## Rows
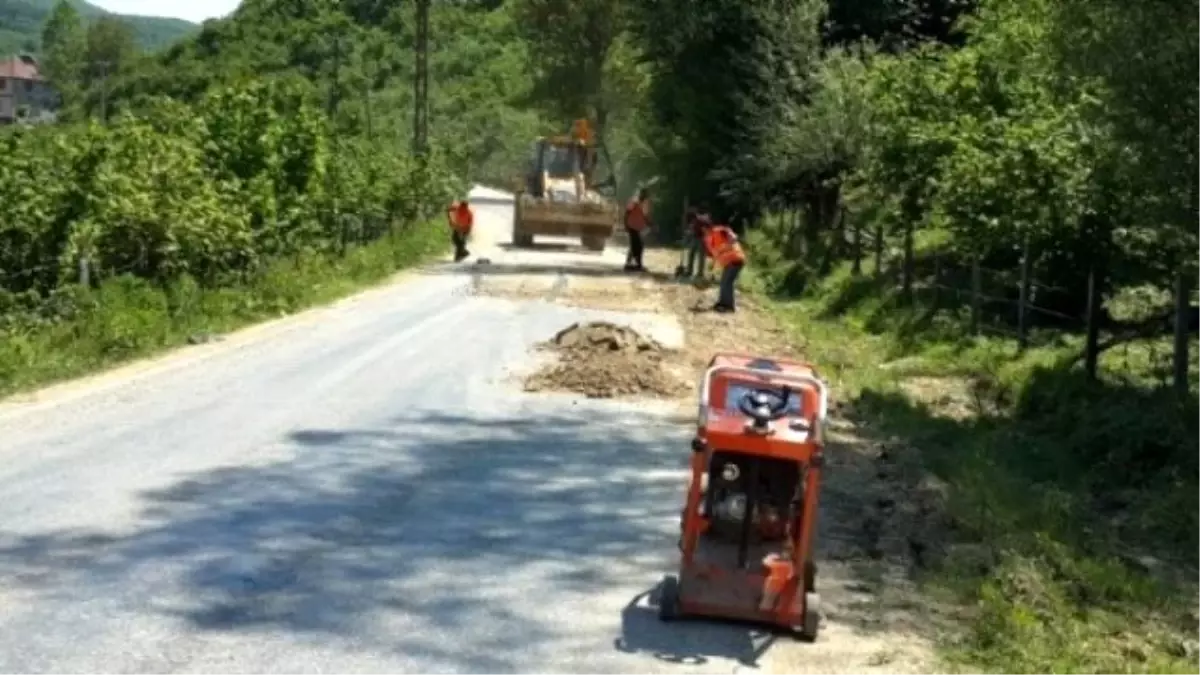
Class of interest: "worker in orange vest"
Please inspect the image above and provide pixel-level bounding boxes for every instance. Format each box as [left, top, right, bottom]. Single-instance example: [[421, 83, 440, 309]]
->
[[446, 199, 475, 262], [625, 187, 650, 271], [697, 215, 746, 312]]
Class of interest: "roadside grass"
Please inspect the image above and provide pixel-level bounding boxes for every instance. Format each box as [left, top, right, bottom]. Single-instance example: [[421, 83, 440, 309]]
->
[[0, 223, 449, 396], [746, 259, 1200, 675]]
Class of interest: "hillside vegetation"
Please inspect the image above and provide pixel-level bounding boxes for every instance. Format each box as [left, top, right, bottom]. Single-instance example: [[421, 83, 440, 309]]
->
[[0, 0, 198, 54], [0, 0, 560, 390]]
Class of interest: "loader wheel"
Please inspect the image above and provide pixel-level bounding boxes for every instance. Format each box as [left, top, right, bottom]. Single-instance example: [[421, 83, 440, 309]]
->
[[659, 574, 679, 621], [796, 592, 821, 643]]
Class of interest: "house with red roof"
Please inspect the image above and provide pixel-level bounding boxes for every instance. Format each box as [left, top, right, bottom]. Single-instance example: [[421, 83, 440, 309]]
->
[[0, 54, 59, 124]]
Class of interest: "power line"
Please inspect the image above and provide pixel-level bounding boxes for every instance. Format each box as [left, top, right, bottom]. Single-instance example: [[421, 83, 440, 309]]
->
[[413, 0, 430, 156]]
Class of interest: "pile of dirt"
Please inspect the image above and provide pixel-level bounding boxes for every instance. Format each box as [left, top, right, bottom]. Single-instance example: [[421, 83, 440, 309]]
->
[[524, 322, 686, 399]]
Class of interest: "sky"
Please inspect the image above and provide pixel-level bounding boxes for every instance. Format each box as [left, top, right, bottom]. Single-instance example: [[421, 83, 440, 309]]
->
[[90, 0, 241, 23]]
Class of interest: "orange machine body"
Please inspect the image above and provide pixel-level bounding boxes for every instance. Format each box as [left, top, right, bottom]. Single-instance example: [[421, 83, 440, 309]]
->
[[660, 353, 828, 639]]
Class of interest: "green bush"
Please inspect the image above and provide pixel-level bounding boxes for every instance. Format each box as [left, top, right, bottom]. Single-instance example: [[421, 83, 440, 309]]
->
[[0, 79, 462, 392]]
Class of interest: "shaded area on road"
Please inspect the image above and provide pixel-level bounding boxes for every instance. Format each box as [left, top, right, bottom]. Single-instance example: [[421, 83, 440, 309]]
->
[[0, 401, 796, 673]]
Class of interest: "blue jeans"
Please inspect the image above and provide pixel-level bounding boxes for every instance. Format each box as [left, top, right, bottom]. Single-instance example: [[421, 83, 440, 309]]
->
[[716, 263, 744, 310], [688, 239, 707, 276]]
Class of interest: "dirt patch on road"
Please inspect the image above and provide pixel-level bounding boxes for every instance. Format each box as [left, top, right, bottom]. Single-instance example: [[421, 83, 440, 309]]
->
[[524, 322, 686, 399], [472, 273, 666, 313]]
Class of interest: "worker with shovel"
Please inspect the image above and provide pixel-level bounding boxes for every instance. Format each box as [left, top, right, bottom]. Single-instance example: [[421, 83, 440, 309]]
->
[[446, 199, 475, 263], [625, 187, 650, 271], [680, 209, 712, 279], [697, 215, 746, 312]]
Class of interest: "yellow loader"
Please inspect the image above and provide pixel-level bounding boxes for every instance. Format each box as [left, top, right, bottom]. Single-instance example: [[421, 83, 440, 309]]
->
[[512, 120, 620, 251]]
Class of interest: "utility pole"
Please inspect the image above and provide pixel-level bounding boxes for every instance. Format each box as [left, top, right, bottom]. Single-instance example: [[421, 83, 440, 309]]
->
[[413, 0, 430, 156]]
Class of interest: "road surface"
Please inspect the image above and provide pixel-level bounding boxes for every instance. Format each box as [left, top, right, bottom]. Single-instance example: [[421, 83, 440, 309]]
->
[[0, 191, 794, 675]]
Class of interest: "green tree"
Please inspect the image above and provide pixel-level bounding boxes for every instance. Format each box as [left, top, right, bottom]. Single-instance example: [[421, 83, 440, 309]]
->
[[83, 17, 138, 119], [42, 0, 86, 107], [514, 0, 625, 135]]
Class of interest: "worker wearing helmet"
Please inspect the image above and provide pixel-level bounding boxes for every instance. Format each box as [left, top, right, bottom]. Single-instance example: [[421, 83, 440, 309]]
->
[[446, 199, 475, 262], [625, 187, 650, 271], [697, 215, 746, 312]]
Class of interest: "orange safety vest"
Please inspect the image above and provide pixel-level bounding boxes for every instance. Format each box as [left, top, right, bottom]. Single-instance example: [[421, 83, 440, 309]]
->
[[446, 202, 475, 234], [625, 199, 649, 232], [704, 225, 746, 268]]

## Exercise details
Rewrite the entries from the start through the line that contains "[[90, 0, 241, 23]]", both included, keeping the requests unchanged but multiplying every bounding-box coordinate in the answers by 1.1 and rounding to whole numbers, with halves rounded up. Leave the pictures out, and don't change the numbers in the requests or their format samples.

## Correct response
Class of interest: "worker in orange vest"
Please inspect the image above and provide pixel-level bounding boxes for every instance. Format each box as [left, top, right, bottom]. Single-instance example: [[421, 83, 440, 309]]
->
[[491, 219, 523, 288], [688, 206, 715, 298], [767, 237, 821, 343]]
Class of interest: "roadside grass"
Please inspect the image above and provide pixel-level bounding boxes for every instance. Format each box as [left, top, right, bottom]. Single-instance example: [[421, 83, 440, 309]]
->
[[0, 245, 494, 436], [821, 285, 1320, 743]]
Class of interest: "hillside vegetation"
Please inspect the image above and provide pixel-level bounding boxes for every instance. Format each box as [left, top, right, bottom]. Single-instance example: [[421, 83, 440, 309]]
->
[[0, 0, 218, 59], [0, 0, 616, 429]]
Class of interest: "loader wheel"
Please inspect the image above and provide pixel-level bounding boxes for every instance. Format each box as [left, top, right, bottom]. Single-instance example: [[421, 83, 440, 309]]
->
[[725, 631, 747, 683], [876, 651, 903, 707]]
Class of interest: "house with red roof"
Please inspect the image above and provide pixel-level bounding boxes for every instance. Format each box as [left, top, right, bottom]. Single-instance example: [[421, 83, 440, 309]]
->
[[0, 59, 65, 136]]
Class of interest: "power line"
Please inspect the image above and provide pixel-level bounding boxes for every instance. Format each box as [left, top, right, bottom]. Single-instance example: [[421, 83, 440, 309]]
->
[[454, 0, 473, 172]]
Class of interest: "pile of dirt"
Please inspect the image above and provide pixel-level bounding boxes for every instance. Format each box as [left, top, right, bottom]. Single-instance example: [[421, 83, 440, 309]]
->
[[576, 354, 755, 439]]
Class of interest: "sky"
Please inspect the image above and provide pixel-level bounding boxes for every instance. Format each box as [left, top, right, bottom]. Single-instance example: [[421, 83, 440, 309]]
->
[[99, 0, 265, 25]]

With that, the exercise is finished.